- Items from a dataset:
━━━━━━━━━━━━━━━━━━━━━━━━━━━━━━

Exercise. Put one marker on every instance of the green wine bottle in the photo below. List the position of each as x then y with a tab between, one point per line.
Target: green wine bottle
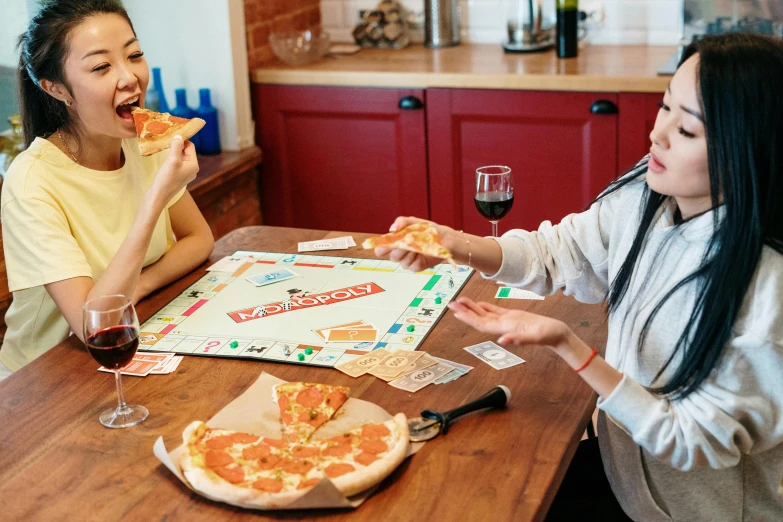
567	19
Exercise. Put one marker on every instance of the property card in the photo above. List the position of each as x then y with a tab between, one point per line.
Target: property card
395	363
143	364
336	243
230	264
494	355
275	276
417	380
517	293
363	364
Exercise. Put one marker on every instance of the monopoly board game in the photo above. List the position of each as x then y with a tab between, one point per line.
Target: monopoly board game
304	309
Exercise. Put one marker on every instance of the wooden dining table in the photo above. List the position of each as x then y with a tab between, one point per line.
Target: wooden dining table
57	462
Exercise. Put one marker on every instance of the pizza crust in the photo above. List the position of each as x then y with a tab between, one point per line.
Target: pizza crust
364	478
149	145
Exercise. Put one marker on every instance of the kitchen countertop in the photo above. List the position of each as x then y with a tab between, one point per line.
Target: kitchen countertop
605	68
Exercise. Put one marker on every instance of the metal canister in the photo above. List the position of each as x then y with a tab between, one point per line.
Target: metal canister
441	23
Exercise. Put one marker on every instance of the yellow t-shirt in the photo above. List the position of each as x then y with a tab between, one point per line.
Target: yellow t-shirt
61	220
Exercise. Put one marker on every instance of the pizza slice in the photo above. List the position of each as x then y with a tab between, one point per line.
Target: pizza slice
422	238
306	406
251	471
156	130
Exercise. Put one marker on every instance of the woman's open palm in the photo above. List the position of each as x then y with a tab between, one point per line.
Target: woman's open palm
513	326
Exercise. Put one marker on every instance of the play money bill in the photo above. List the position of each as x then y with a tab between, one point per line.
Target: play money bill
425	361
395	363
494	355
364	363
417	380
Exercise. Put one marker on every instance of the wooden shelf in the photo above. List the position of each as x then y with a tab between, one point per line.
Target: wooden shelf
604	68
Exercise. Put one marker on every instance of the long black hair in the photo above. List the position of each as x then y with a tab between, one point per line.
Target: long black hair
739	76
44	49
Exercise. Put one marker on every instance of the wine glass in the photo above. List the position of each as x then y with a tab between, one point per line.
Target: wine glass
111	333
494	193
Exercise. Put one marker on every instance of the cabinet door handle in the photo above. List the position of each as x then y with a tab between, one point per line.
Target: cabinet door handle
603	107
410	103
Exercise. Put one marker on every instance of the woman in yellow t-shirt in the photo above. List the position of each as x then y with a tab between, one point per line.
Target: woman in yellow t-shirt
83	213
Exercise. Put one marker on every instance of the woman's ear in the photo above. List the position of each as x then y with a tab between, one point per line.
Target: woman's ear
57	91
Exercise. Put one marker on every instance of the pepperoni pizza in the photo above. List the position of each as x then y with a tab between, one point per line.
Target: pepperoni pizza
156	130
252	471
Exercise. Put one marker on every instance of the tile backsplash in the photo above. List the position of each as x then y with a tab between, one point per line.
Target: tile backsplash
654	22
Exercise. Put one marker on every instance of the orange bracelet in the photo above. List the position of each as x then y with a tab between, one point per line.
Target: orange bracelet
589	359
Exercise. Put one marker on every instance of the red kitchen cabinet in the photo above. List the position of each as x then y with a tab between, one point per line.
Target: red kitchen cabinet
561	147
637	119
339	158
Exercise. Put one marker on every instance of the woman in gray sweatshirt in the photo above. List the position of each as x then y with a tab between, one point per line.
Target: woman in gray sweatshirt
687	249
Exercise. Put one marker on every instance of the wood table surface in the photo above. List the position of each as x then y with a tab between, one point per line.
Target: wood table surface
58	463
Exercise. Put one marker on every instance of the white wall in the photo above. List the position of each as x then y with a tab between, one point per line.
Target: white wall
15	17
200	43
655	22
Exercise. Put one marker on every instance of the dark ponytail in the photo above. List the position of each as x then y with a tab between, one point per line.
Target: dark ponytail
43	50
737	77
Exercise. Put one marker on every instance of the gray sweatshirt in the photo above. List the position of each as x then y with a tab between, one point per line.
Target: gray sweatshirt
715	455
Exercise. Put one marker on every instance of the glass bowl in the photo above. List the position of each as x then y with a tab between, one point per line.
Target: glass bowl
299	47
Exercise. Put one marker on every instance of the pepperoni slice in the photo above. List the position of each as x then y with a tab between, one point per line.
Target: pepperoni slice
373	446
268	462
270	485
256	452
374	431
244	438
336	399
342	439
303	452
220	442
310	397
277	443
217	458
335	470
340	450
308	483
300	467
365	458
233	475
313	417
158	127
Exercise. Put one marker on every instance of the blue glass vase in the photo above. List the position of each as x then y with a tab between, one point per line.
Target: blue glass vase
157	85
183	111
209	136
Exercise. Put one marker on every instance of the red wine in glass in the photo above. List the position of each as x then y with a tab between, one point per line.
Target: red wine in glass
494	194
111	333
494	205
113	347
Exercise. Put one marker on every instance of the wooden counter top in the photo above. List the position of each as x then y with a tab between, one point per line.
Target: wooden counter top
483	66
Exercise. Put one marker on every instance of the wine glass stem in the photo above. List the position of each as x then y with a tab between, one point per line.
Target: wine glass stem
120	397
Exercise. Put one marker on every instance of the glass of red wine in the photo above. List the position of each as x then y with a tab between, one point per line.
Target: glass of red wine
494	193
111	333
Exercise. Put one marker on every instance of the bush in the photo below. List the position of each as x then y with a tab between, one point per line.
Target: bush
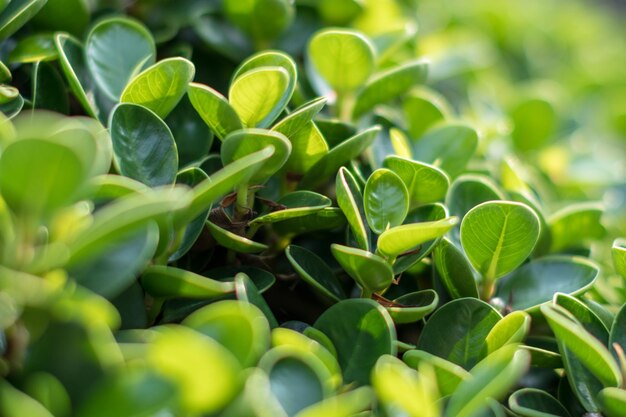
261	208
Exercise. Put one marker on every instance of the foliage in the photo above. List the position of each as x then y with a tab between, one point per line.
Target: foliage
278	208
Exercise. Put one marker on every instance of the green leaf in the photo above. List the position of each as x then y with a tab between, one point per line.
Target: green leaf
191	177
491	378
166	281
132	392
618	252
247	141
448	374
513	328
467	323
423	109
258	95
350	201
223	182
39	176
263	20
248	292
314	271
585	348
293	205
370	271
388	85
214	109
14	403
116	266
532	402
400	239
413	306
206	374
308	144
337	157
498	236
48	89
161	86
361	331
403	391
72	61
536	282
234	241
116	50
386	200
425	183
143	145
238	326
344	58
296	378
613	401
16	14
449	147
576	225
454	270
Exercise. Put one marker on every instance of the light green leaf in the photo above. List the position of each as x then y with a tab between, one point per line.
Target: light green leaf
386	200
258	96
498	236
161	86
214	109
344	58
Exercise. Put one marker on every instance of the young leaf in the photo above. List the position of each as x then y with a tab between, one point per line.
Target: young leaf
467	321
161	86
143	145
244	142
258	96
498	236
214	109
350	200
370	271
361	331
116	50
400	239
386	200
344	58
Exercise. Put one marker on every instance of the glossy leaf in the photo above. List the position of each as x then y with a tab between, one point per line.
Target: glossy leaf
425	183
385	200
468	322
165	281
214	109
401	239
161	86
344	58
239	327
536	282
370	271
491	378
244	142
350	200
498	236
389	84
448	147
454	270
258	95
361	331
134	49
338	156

━━━━━━━━━━━━━━━━━━━━━━━━━━━━━━

- Instructions to follow: Copy the preceding data in full and word for word, dropping its pictures.

- Response to this task:
Exercise. Put one marker on every instance of the green wine bottle in the photo below. List the position of each as x then y with a tab between, one point per line.
Target: green wine bottle
567	19
Exercise. Put one marker on every instance of the property card in the photo above. List the position of each as x then y with a tab between, one point per line.
Target: property card
395	363
143	364
336	243
230	264
494	355
275	276
417	380
517	293
363	364
Exercise. Put one marker on every instance of the monopoly board game in the photo above. List the position of each as x then y with a tab between, one point per line.
Target: monopoly board game
304	309
Exercise. Put one marker on every instance of the wooden dining table in the photo above. List the position of each as x then y with a tab between, one point per line.
Target: wooden dining table
57	462
Exercise. Put one marker on every instance of the pizza crust in the photo above. List the position of each as x then y with a tab between, one point per line.
Target: pizza crust
364	478
149	145
Exercise. Put one marker on every instance of the kitchen countertop in the photo above. List the position of each as x then y with a tab between, one point per line.
Target: kitchen countertop
605	68
Exercise. Put one marker on every instance of the metal canister in the photo above. List the position of each as x then y with a tab between, one point per line.
Target: metal canister
441	23
Exercise. Put one marker on every instance of the yellow t-shirt in the photo above. List the position of each as x then y with a tab between, one point per line.
Target: yellow t-shirt
61	220
Exercise. Put one marker on every instance of the pizza slice in the photo above. List the position of each as x then y with a tab between, one point per line.
Target: pizza slice
422	238
306	406
251	471
156	130
Exercise. Put one marker on every instance of the woman's open palm in the photo above. List the position of each as x then y with a tab between, one point per line.
Target: woman's open palm
513	326
Exercise. Put one marker on every instance of the play money bill in the photo above. List the position of each as x then y with a tab between, one point per line.
Target: play money bill
425	361
395	363
494	355
364	363
417	380
Exercise. Put one marker on every instance of the wooden shelf in the photo above. List the position of each as x then y with a tab between, one point per line.
Target: wooden shelf
604	68
Exercise. Put one marker on every instance of the long black hair in the photo above. List the position of each as x then y with a tab between, one point per line.
Target: long black hair
739	76
44	49
Exercise. Put one marker on every instance of the wine glass in the photo above. List the position of each as x then y with a tab between, one point per line.
Target: wine glass
111	333
494	193
Exercise. Put one marker on every instance of the cabinet door handle in the photo above. List the position of each as x then y with a tab between, one point per line.
Target: cabinet door handle
603	107
410	103
Exercise. Put one marker on every instance of the woman in yellow t-shirt in the photo above. List the position of each as x then y with a tab between, one point per line.
Target: woman in yellow t-shirt
83	213
Exercise. Put one marker on every instance of the woman's ear in the photo above. List the position of each as x then y with a tab between, one point per line.
Target: woman's ear
57	91
Exercise. Put one marker on every instance of the pepperoni pizza in the photo above. List the position of each as x then y with a tab between, one point per line.
Target: pepperoni pizza
156	130
252	471
Exercise. Put one marker on every instance of the tile backsplash in the photo above. List the position of each as x then y with a tab between, one point per line.
Target: tile backsplash
654	22
Exercise. Put one marker on every instance of the orange bracelet in the photo above. List the position of each as x then y with a tab between, one point per line.
Target: orange bracelet
589	359
Exercise. Put one marker on every instance of the red kitchen cabinet in the photo above. List the position of each as x then y with a tab between, one point per line.
Target: red kitchen cabinet
561	147
637	119
339	158
Exercise. Put one marker on every instance of the woman in gray sweatshirt in the photo above. List the position of each as x then y with a tab between, one point per line.
Target: woman in gray sweatshirt
687	249
Exercise. Put one marker on every instance of the wood table surface in the photo above. List the position of each as x then y with a tab between, one point per line.
Target: wood table surface
58	463
Exercise. Put one marker on every instance of the white wall in the photo above. List the position of each as x then y with a tab between, one point per line.
Target: white wall
15	17
200	43
655	22
Exercise. Put one marker on every instance of the dark ponytail in the photo above. List the position of each as x then y with a tab between, one point per line.
Target: dark ponytail
43	50
737	77
Exercise. Put one marker on every instance of the gray sweatshirt in the photo above. List the position of each as x then y with a tab between, one point per line.
Target: gray sweatshirt
715	455
Exercise. Put one marker on every instance of the glass bowl in the photo above. List the position of each as x then y with a tab between, one point per line.
Target: glass bowl
299	47
Exercise. Put one marker on every instance of the pepperoni slice in the photo above. List the position of each as x then y with a tab between, one point per line.
Target: pepperoni slice
373	446
268	462
270	485
256	452
374	431
244	438
336	399
342	439
303	452
220	442
310	397
277	443
217	458
335	470
340	450
308	483
300	467
365	458
233	475
313	417
158	127
Exercise. Put one marker on every instance of the blue glass vase in the photo above. List the position of each as x then y with a tab between, one point per line.
Target: blue glass vase
157	85
183	111
209	136
Exercise. Put one marker on every instance of the red wine in glass in the photo above. List the position of each as x then y with a tab between, one point per line.
Target: red wine in glass
494	194
111	333
494	205
113	347
Exercise. Put one marker on every instance of the wooden counter top in the photo above. List the position of each as x then y with a tab between, one point per line.
Target: wooden counter top
483	66
Exercise. Put one marker on every instance of the wine glass stem in the photo above. List the position of each as x then y with a tab between, one point per line.
Target: wine glass stem
120	397
Exercise. Put one marker on every instance of the glass of red wine in the photo above. List the position of each as x then y with a tab between, one point per line.
Target: glass of red wine
494	193
111	333
Exercise. Put one marker on every instance of the bush in the photo below. List the position of each as x then y with a tab between, one point per line.
Target: bush
261	208
Exercise. Put one marker on every instance of the foliage in the photo above. List the position of each as x then y with a tab between, one point per line.
Target: foliage
278	208
Exercise. Put one marker on every instance of the green leaf in the photo above. List the position of each as x then y with a tab between, one point per line.
Target: green leaf
191	177
491	378
166	281
132	392
618	252
247	141
448	374
513	328
467	323
423	109
258	95
350	201
223	182
39	176
263	20
248	292
314	271
585	348
293	205
370	271
388	85
214	109
14	403
116	266
532	402
400	239
413	306
206	374
308	144
337	157
498	236
48	89
161	86
361	331
403	391
72	61
536	282
234	241
116	50
386	200
425	183
143	145
238	326
344	58
296	378
613	401
16	14
449	147
576	225
454	270
Exercise. Put one marker on every instance of the light green leaf in the photo above. List the position of each as x then y with a tab between, one point per line.
Target: light green leaf
386	200
258	96
498	236
161	86
214	109
344	58
Exercise. Put one marker on every instance of the young leaf in the photo above. List the position of each as x then y with a tab between, one point per line.
Target: young leaf
467	321
161	86
143	145
244	142
258	96
498	236
214	109
350	200
370	271
361	331
116	50
400	239
386	200
344	58
Exercise. Put one marker on every instance of the glossy leaf in the photo above. List the position of each as x then y with a tab between, one point per line.
Target: glossy leaf
425	183
385	200
468	322
165	281
214	109
401	239
161	86
344	58
239	327
536	282
370	271
491	378
244	142
350	200
498	236
389	84
448	147
454	270
258	95
361	331
134	49
338	156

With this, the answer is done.